In his book Marx For Our Times, Miguel Bensaïd argues that “to de-moralize history … is to politicize it and open it up to strategic conceptualization,” which can “disentangle tendencies and temporalities that counteract without abolishing each other.”13 This raises the possibility of thinking about politics as “the point where discordant times intersect.”14 Furthermore, I would argue that the whole exercise of unsettling time that seems to be the starting point for Amuleto is a literary dramatization of a suggestion Bolaño made in an essay “A Modest Proposal” about re-thinking the political in a way that is not only critical of its supposed past but also of the way its narrative is constantly co-implicating itself with what supposedly cancels it out. It is a simple question that urges us to overturn or question the naturalized order of historical events: What would have happened if…?

Sometimes I have the feeling that the animal is trying to tame me. … Sometimes I get the feeling that September 11 wants to break us. Sometimes I get the feeling that September 11 has already irrevocably broken us. What would have happened if September 11 had never existed? It’s a silly question, but sometimes it’s necessary to ask silly questions, or it’s inevitable, or it suits our natural laziness. What would have happened?15

This passage situates us in a crucial framework inside Bolaño’s cynical horizon and his particular view of politics and art, encouraging us to ask about something that both the left and the right continue to exclude from the map: what would have happened if September 11 had not happened? Or if October 2, 1968, had not happened? As Bolaño´s essay tries to make clear in the text, these questions do not mean idealizing the left, but simply glancing away from the dialectical moral of defeat and/or a lesson learned, starting with a question that overturns the timeframe of dominant policy—the very horizon of the question about the past and the wake it leaves in other modes of imagining it in the present. Thus, he encourages us to take the paths of other truncated histories that point to the potential (what did not happen), opening up a unique space in which the critical gaze urges us to re-create the political imagination without reducing it to the primacy of the “now” (what actually happened). That is, it points us towards a way in which the “now” of history (the fiction of facts) is co-implicated in annulling the potential of what did not happen that the “now” attempts to silence, displace, and even exclude altogether.

========================================================================

_Instructions:_
A) Please rewrite the passage on Bolaño and politics, beginning at the words "In his book" and stopping after "have happened if…?", with "Amuleto" changed to "the novel".
B) In the passage on Bolaño and politics, what is the title of the Bolaño essay that is quoted?

========================================================================

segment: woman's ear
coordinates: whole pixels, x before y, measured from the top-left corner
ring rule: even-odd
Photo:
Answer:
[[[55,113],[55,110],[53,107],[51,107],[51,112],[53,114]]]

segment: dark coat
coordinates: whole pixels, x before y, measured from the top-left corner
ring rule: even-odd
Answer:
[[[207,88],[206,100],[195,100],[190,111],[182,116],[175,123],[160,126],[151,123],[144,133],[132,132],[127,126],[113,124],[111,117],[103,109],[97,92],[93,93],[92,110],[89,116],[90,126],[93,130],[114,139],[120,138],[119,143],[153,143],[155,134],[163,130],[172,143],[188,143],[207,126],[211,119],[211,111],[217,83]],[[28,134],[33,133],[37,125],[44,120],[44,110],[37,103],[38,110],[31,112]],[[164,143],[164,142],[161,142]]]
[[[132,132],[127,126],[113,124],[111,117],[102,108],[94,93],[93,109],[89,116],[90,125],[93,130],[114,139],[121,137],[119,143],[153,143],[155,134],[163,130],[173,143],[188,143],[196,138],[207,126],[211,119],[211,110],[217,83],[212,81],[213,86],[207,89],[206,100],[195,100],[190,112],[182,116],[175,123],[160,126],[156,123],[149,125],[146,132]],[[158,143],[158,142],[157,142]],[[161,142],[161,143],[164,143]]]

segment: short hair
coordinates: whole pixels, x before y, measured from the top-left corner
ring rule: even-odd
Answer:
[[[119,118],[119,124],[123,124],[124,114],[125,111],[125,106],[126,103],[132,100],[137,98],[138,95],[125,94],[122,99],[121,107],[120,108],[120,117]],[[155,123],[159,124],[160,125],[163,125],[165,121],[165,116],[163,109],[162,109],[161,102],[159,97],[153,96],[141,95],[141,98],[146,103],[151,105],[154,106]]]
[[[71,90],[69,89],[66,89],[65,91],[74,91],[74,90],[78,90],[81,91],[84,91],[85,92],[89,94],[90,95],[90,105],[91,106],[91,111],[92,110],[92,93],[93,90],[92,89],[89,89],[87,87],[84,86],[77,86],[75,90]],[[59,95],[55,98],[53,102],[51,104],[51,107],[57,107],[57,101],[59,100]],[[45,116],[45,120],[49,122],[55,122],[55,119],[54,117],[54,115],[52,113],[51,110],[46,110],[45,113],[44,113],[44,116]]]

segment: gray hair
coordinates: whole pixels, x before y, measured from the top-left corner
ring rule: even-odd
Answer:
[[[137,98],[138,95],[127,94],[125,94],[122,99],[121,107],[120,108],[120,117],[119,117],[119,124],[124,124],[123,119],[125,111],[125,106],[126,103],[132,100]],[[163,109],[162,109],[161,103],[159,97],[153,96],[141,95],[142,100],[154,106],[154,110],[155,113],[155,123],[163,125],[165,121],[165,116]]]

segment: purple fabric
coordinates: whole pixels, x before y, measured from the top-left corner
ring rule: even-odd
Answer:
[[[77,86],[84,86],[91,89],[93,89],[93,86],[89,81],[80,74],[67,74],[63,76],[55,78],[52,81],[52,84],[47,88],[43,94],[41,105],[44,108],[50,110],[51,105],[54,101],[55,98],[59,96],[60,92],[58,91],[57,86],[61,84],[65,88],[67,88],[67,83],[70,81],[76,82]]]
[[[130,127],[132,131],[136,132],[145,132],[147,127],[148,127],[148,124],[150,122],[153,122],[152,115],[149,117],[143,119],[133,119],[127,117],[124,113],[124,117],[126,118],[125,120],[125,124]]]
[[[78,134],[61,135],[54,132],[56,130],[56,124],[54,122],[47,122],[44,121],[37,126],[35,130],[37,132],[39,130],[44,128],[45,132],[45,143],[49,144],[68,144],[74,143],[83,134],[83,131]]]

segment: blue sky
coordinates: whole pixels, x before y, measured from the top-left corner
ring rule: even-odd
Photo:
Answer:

========================================================================

_Exercise responses:_
A)
In his book Marx For Our Times, Miguel Bensaïd argues that “to de-moralize history … is to politicize it and open it up to strategic conceptualization,” which can “disentangle tendencies and temporalities that counteract without abolishing each other.”13 This raises the possibility of thinking about politics as “the point where discordant times intersect.”14 Furthermore, I would argue that the whole exercise of unsettling time that seems to be the starting point for the novel is a literary dramatization of a suggestion Bolaño made in an essay “A Modest Proposal” about re-thinking the political in a way that is not only critical of its supposed past but also of the way its narrative is constantly co-implicating itself with what supposedly cancels it out. It is a simple question that urges us to overturn or question the naturalized order of historical events: What would have happened if…?

B) "A Modest Proposal"